**** Data listing ****

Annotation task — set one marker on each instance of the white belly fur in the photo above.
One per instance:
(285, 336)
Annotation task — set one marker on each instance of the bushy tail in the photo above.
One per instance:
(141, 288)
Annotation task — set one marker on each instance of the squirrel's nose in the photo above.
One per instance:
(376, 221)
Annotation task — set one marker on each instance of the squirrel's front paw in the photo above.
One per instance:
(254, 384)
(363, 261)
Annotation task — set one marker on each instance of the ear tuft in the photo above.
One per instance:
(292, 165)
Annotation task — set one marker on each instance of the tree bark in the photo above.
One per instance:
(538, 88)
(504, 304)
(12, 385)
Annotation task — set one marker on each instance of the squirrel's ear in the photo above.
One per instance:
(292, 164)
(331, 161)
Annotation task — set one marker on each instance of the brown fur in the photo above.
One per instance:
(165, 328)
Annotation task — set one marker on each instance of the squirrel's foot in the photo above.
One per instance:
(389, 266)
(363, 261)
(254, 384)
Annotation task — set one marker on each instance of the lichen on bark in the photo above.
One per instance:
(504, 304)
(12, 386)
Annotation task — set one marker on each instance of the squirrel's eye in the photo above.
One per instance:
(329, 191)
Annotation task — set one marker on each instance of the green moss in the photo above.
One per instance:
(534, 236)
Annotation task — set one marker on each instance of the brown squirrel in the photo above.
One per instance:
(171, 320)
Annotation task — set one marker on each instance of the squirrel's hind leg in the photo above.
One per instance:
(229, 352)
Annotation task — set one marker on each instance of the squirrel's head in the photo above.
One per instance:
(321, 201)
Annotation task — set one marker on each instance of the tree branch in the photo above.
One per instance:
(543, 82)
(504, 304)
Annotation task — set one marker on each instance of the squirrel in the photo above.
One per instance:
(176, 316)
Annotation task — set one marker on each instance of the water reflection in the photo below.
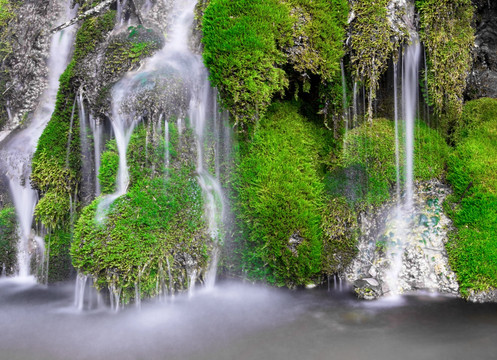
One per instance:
(240, 321)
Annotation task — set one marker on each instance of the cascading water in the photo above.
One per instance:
(404, 208)
(17, 150)
(176, 81)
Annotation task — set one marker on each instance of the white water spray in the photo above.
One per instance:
(18, 149)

****

_Problem to solve:_ Rescale the lines starting at the one that contains "the photo below." and ending at the end of the items, rewriting them in full with the item text kept. Multiply every point coordinate by 1.6, round to whole numbers with halves going up, and omit the pictures.

_Response below:_
Annotation task — set one marker on each instance of the water reflection in the photo below.
One per instance:
(384, 514)
Annotation task — set one marker on each instance of the cascading water in the photo above.
One per instance:
(646, 333)
(27, 240)
(282, 130)
Annotation task — set one marker on each instance of the white water spray in the photo above.
One per instance:
(29, 238)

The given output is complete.